Ce qu'il faut faire>
A) D'après le texte sur les cantines solidaires, où la Cantine des Pyrénées fête-t-elle ses dix ans d'existence ?
B) Prolongez le texte sur les cantines solidaires à partir de l'endroit où il s'arrête.

Texte à lire>
····················

Petits plats à la sauce solidaire, sur leur lit d’autogestion

La Cantine des Pyrénées, le Chaud Bouillon, Champêtre… Tour d’horizon de ces lieux qui proposent non seulement des repas à bas prix mais aussi un espace d’émancipation.

Chloé Dubois (collectif Focus)  • 23 novembre 2023 abonné·es
Petits plats à la sauce solidaire, sur leur lit d’autogestion
À la Cantine des Pyrénées, dans le 20e arrondissement de Paris.
© Maxime Sirvins

Ce samedi 30 septembre, la Cantine des Pyrénées est à la fête. Elle célèbre ses dix ans d’existence à La Parole errante, à Montreuil (Seine-Saint-Denis). Pour l’occasion, une dizaine de collectifs de lutte et de cantines solidaires ont débarqué de toute la France. « On voulait marquer le coup et créer une sorte de rassemblement ; un moment où l’on prend le temps de se croiser pour échanger et voir comment travailler ensemble », introduit Marion, militante du collectif parisien depuis trois ans.

····················

Données fournies>
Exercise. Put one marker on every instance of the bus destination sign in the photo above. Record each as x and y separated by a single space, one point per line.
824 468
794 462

····················

Réponses>
A) À La Parole errante, à Montreuil (Seine-Saint-Denis).

B)
À l’origine, retrace la bénévole, la Cantine s’est créée à l’initiative d’un groupe de militant·es « dont certain·es venaient du mouvement squat. Ils ont commencé par occuper un ancien restaurant, au 331 rue des Pyrénées, dans le 20e arrondissement de Paris, et en ont fait une cantine solidaire. L’objectif, c’était de créer un lieu de quartier autogéré, ouvert à toutes et tous, et de sortir un peu de l’entre-soi militant. » Mais, en 2014, c’est l’expulsion. Après deux années d’activités qui se maintiennent « hors les murs », la Cantine trouve finalement un nouvel endroit où se fixer. Ce sera au 77 rue de la Mare, toujours dans le 20e. Et cette fois elle sera locataire. Avant de franchir le pas, « il y a eu de nombreuses réflexions : ça représentait un coût, évidemment, mais l’idée était de ne pas mettre toutes les énergies dans la défense d’un lieu. » Pour celles et ceux qui s’y retrouvent, cela ne change rien ; les ateliers de la Cantine demeurent gratuits ou à prix libre (1).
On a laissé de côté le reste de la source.